- Short task A -
Write out the SunEdison battery article word for word, in full.

--- START OF Excerpt ---

Home / Industry / Energy /  SunEdison buying Imergy batteries for microgrids in rural India

New York: SunEdison Inc., a US solar panel maker and power-plant developer, is buying 1,000 batteries from closely held Imergy Power Systems Inc. to build microgrids in rural India.

Each battery will be able to provide one village with 10 hours of daily power, said Tim Derrick, general manager of advanced solutions and energy storage for SunEdison.

SunEdison is seeking to develop 5,000 such systems by 2020 to store solar energy for 20 million people who otherwise wouldn’t have electricity. The first 1,000 will be developed in the next two to three years.

“This application with rural microgrids is a way to bring solar and storage together and make that dispatchable, and ultimately deliver 24-7 energy to villages that don’t have that kind of power," Derrick said Tuesday in a telephone interview.

--- END OF Excerpt ---
--- START OF Data to use ---

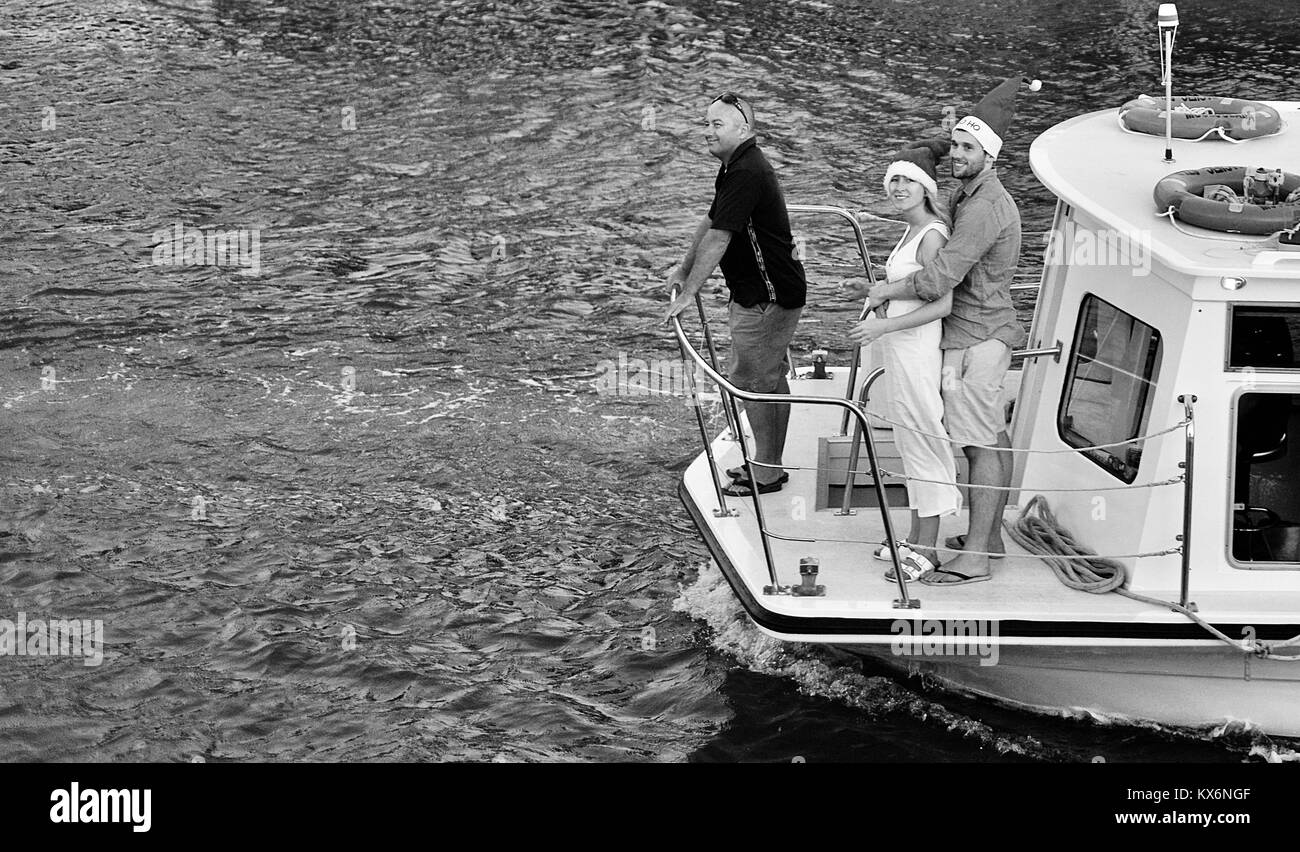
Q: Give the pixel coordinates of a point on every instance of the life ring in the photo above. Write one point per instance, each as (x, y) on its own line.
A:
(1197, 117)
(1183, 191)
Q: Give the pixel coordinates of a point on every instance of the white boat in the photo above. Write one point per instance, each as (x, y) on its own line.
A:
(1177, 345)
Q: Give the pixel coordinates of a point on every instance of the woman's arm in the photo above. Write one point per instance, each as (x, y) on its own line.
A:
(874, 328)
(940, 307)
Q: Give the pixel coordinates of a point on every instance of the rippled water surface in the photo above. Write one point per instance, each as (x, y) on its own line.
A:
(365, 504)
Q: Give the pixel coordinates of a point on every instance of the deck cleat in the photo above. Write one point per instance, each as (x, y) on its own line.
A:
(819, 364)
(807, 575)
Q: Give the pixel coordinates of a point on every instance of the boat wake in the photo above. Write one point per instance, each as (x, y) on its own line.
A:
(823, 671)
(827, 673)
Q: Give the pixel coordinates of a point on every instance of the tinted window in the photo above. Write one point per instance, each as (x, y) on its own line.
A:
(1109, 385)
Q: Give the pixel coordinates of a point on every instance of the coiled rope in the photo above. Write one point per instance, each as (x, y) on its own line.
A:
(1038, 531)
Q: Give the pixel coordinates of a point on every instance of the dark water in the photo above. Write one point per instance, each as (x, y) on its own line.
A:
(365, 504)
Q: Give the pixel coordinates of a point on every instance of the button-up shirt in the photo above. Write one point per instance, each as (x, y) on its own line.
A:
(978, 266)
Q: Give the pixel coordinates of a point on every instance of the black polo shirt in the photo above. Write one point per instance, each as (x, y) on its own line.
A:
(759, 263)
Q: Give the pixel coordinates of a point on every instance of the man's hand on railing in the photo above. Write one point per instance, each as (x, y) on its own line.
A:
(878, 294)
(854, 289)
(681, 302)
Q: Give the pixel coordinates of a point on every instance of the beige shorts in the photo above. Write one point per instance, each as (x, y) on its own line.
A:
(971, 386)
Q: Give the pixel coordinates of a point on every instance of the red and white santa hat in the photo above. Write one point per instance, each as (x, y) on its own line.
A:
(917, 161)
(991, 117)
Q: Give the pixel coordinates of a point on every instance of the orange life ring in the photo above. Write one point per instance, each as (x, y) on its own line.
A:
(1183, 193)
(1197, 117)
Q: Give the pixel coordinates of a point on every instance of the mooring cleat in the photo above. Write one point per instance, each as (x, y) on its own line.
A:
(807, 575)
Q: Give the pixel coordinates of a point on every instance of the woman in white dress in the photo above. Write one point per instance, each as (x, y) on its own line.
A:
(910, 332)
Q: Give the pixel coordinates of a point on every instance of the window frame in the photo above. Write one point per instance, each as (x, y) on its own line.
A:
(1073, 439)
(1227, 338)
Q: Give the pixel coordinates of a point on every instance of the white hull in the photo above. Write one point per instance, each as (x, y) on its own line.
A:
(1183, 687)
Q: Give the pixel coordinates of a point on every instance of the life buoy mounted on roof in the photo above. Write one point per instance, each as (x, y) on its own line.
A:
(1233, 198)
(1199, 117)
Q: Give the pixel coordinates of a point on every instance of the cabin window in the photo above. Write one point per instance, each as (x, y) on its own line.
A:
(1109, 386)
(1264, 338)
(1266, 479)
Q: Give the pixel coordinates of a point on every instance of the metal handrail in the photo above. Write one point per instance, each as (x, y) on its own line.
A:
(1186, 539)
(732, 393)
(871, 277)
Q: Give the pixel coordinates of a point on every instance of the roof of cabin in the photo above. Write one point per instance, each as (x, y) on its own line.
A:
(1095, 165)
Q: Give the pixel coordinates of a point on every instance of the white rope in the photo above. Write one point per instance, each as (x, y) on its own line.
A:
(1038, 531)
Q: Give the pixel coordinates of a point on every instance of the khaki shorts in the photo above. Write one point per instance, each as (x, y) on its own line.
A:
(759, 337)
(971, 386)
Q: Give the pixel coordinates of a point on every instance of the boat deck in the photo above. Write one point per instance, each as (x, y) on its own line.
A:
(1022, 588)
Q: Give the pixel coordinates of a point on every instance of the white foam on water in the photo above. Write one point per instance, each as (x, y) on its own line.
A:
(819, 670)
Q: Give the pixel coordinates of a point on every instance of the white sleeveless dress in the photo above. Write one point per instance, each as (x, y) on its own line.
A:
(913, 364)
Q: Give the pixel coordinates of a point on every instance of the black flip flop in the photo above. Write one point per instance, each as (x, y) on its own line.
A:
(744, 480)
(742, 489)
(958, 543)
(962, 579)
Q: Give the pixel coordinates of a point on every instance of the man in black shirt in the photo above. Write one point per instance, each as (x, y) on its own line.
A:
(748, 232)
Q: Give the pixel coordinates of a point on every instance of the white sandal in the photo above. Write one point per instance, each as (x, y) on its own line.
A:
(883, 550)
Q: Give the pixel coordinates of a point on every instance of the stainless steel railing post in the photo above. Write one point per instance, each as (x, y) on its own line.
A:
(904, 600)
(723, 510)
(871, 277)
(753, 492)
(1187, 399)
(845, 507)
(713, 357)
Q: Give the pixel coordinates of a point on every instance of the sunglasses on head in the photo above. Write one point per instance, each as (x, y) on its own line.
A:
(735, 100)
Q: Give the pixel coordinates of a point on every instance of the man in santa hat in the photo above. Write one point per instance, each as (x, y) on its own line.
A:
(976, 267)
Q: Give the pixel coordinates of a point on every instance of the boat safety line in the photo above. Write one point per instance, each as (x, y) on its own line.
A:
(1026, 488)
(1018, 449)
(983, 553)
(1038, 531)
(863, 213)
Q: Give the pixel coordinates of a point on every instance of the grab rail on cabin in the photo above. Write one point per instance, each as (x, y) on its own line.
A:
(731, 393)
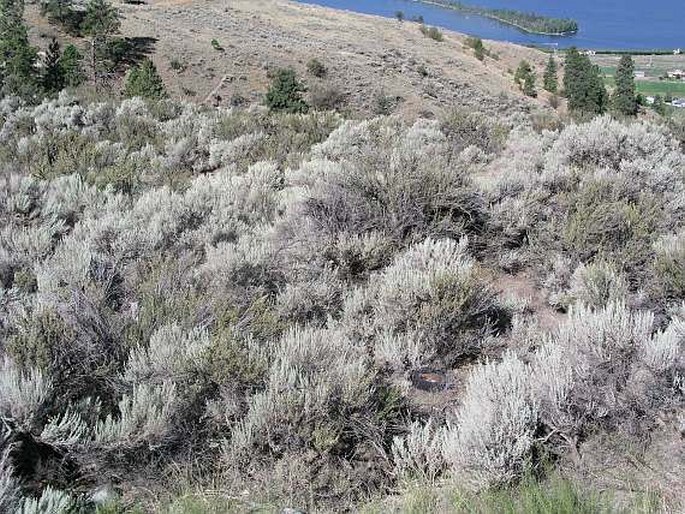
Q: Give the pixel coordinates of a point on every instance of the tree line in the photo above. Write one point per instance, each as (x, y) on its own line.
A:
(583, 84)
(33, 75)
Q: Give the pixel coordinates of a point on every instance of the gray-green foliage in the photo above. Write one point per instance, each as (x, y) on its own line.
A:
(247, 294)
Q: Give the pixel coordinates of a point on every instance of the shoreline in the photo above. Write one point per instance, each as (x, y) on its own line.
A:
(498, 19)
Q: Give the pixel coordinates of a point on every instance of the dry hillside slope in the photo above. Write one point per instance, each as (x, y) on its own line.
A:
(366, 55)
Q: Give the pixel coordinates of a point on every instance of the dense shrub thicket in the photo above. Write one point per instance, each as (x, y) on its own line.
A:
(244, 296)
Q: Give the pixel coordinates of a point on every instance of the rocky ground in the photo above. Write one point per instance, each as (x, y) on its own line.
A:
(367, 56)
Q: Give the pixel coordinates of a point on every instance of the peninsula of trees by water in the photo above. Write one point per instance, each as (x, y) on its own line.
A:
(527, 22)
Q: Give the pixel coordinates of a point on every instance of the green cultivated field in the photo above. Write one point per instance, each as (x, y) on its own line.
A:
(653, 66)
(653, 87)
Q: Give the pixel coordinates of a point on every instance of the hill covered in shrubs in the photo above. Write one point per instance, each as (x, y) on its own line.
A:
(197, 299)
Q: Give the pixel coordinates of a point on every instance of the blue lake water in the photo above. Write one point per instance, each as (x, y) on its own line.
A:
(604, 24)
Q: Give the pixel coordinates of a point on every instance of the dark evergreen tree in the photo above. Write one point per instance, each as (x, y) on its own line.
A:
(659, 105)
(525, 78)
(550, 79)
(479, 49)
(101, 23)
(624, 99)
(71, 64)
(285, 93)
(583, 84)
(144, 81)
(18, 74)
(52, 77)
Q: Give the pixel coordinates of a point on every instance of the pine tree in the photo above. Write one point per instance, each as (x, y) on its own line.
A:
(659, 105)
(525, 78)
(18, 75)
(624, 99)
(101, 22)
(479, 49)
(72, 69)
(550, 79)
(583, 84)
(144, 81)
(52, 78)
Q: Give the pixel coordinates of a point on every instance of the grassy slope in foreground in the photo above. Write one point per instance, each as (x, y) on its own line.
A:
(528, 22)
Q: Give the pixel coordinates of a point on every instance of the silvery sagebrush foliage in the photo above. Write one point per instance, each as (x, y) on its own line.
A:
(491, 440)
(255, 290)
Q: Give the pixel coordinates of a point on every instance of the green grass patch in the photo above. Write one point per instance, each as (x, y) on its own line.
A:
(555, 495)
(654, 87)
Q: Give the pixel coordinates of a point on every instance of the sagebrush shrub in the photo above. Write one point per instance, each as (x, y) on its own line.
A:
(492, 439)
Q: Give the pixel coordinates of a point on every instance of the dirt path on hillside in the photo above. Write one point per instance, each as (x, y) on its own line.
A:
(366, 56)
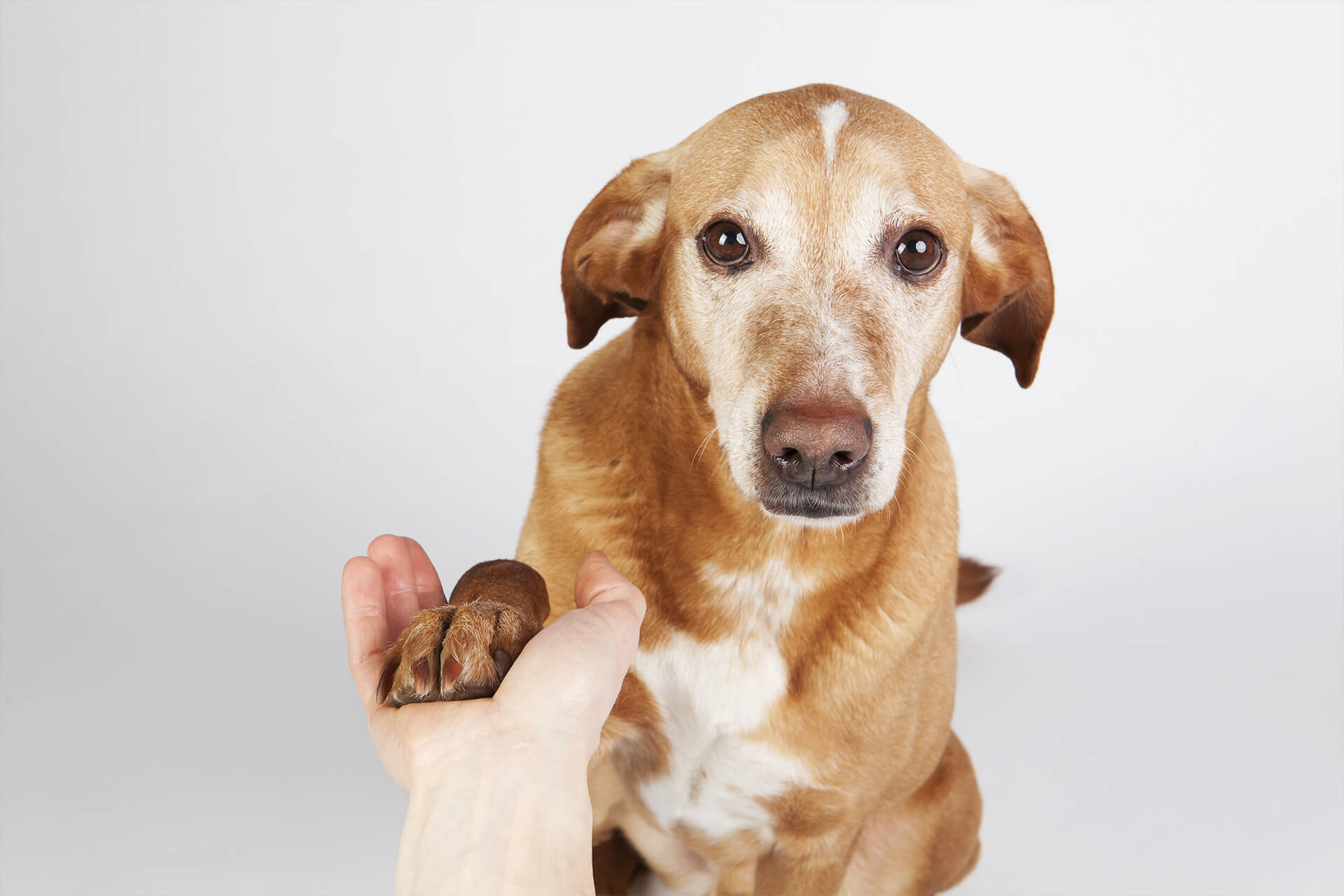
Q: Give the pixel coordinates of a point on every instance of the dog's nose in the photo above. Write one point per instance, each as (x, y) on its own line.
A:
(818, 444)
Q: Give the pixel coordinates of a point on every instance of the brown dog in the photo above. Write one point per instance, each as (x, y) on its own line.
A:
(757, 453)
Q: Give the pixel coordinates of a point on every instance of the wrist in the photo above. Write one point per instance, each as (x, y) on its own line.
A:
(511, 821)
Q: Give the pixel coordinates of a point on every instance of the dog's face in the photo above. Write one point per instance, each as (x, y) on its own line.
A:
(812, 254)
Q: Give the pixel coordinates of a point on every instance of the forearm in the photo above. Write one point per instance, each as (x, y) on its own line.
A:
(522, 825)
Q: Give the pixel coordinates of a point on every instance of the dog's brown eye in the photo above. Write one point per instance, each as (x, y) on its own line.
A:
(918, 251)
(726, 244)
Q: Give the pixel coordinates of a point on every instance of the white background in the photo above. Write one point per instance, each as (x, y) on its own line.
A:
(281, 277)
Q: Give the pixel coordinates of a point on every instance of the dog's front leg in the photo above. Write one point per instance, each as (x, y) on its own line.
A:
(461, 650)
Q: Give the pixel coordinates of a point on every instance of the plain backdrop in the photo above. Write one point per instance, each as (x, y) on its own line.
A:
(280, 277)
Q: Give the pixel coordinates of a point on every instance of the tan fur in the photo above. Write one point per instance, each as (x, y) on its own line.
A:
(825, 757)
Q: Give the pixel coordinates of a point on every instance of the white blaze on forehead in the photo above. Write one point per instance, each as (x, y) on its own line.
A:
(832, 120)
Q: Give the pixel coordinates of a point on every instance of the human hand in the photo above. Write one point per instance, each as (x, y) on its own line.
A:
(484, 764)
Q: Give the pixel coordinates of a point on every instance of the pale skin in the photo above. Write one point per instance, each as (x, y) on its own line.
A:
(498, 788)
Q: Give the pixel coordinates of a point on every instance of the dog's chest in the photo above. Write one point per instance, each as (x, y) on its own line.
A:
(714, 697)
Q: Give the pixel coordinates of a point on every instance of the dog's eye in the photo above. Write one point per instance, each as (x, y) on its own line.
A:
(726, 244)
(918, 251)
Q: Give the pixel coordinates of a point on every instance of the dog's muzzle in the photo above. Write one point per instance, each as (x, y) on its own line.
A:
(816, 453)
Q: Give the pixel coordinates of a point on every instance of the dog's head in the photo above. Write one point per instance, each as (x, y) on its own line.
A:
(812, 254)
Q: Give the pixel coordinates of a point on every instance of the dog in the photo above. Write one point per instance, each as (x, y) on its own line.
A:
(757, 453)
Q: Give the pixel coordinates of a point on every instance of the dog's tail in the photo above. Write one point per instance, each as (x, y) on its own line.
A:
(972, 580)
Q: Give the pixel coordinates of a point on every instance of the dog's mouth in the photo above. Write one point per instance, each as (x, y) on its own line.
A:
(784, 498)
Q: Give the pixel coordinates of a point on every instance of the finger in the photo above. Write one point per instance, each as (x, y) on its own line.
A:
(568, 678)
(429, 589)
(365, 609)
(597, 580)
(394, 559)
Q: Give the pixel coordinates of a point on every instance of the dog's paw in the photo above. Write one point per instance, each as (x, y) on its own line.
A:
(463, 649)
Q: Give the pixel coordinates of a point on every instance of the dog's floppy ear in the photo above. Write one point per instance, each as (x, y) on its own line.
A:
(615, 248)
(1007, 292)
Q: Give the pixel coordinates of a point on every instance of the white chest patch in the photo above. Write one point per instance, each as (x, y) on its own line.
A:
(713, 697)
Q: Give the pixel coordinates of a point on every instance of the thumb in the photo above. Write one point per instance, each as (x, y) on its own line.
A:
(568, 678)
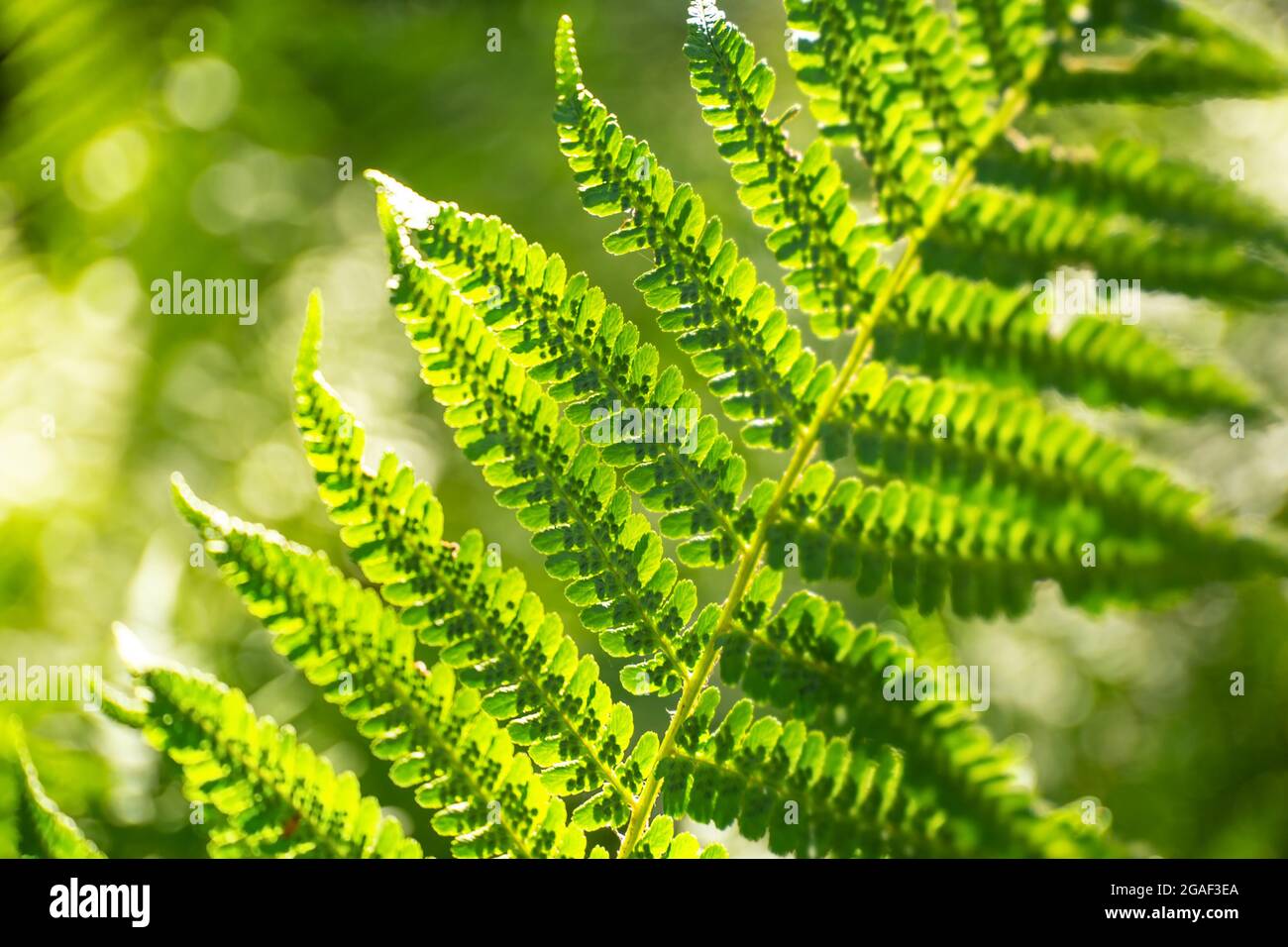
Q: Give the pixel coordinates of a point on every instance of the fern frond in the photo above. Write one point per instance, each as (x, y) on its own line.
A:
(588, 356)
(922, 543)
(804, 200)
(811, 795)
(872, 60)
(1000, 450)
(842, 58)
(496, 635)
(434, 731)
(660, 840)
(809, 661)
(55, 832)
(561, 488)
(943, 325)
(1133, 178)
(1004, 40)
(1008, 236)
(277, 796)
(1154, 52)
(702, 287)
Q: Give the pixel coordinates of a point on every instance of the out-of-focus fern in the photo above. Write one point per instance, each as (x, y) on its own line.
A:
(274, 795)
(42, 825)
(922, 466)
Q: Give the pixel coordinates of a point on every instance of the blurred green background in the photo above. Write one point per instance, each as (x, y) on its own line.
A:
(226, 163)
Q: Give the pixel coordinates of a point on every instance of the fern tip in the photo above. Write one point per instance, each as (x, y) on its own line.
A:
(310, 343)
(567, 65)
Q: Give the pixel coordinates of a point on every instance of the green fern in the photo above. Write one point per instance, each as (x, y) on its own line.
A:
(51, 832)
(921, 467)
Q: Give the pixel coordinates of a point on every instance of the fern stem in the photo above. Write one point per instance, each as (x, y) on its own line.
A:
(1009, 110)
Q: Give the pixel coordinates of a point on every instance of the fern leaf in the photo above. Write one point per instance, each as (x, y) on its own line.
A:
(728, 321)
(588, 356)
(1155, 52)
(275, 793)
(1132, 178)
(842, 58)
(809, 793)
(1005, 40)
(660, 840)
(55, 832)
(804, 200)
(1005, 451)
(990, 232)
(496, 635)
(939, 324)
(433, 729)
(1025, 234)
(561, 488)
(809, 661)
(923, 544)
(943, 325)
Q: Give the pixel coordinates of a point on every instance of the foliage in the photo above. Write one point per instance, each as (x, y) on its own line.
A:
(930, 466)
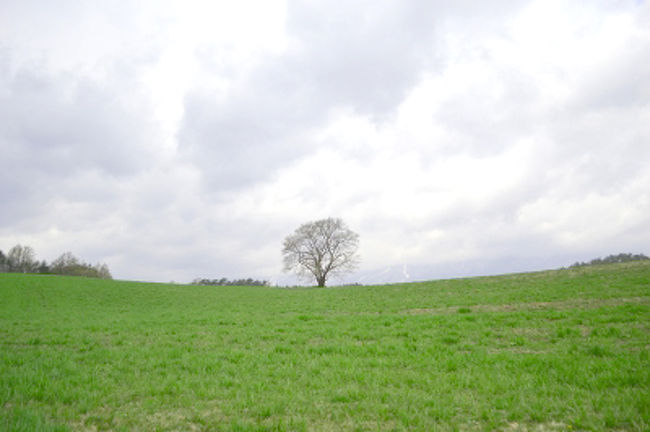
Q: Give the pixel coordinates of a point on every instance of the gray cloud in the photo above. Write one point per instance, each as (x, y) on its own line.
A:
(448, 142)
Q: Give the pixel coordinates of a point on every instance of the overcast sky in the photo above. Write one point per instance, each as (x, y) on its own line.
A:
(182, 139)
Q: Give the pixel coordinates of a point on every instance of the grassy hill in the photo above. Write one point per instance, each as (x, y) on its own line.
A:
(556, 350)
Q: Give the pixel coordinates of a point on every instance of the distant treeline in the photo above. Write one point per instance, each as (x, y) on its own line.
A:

--- END OF Data to use ---

- Short task B -
From the records, return verbatim the lines running from the line that contains "of the man's" up to and including the line that contains "(1095, 165)", and nothing else.

- Reply A -
Home / Industry / Energy /  SunEdison buying Imergy batteries for microgrids in rural India

New York: SunEdison Inc., a US solar panel maker and power-plant developer, is buying 1,000 batteries from closely held Imergy Power Systems Inc. to build microgrids in rural India.

Each battery will be able to provide one village with 10 hours of daily power, said Tim Derrick, general manager of advanced solutions and energy storage for SunEdison.

SunEdison is seeking to develop 5,000 such systems by 2020 to store solar energy for 20 million people who otherwise wouldn’t have electricity. The first 1,000 will be developed in the next two to three years.

“This application with rural microgrids is a way to bring solar and storage together and make that dispatchable, and ultimately deliver 24-7 energy to villages that don’t have that kind of power," Derrick said Tuesday in a telephone interview.

- Reply B -
Q: Give the pixel coordinates of a point on every instance of the man's hand on railing in the photo above. Write one point per instance, each as (x, y) on its own line.
A:
(878, 294)
(854, 289)
(681, 302)
Q: Give the pixel coordinates of a point on every instance of the beige shorts in the photo above. Write one point per instance, each as (x, y) on its own line.
A:
(971, 386)
Q: Give the pixel coordinates of a point on every instance of the red and white santa hat in the photo above. Write one point per instance, each as (x, y) on its own line.
A:
(917, 161)
(991, 117)
Q: Give the pixel coordinates of a point on every instance of the orange life ring in the photo above. Write one point per instance, each as (x, y) on its own line.
A:
(1183, 193)
(1197, 117)
Q: Give the pixel coordinates of a point on every instance of the mooring cleat in the photo above. Write one point per instance, each as (x, y) on its own line.
A:
(807, 575)
Q: Give the pixel coordinates of a point on every instance of the woman in white dress in the photo above. Write one point per instance, each as (x, y) on its own line.
A:
(910, 332)
Q: Give the pixel coordinates of a point on every instance of the window frame in the photo above. Write one point per instance, each as (x, y) on its own line.
A:
(1073, 439)
(1227, 338)
Q: Give the pixel coordinates of a point on every instance of the white hull in the photo above. Write one point per instance, each as (x, y) on its own line.
A:
(1183, 687)
Q: Give the pixel coordinates of a point on every instance of the life buoy mounted on roof in the photo above. Write one point per instance, each as (x, y) on its own line.
A:
(1233, 198)
(1199, 117)
Q: Give the pixel coordinates of a point on every instance of the cabin window in the photo above. Write one point per instance, each as (x, y) on its own line.
A:
(1109, 386)
(1264, 338)
(1266, 479)
Q: Give the pixel coordinates of a point on every instance of the metal handrail in the photo above. Write one point per instance, each as (x, y) on its own line.
A:
(1186, 539)
(732, 393)
(871, 277)
Q: Give the pixel coordinates of a point on every instance of the roof of cabin in the photo above. Write one point per instance, each as (x, y) on its own line.
A:
(1095, 165)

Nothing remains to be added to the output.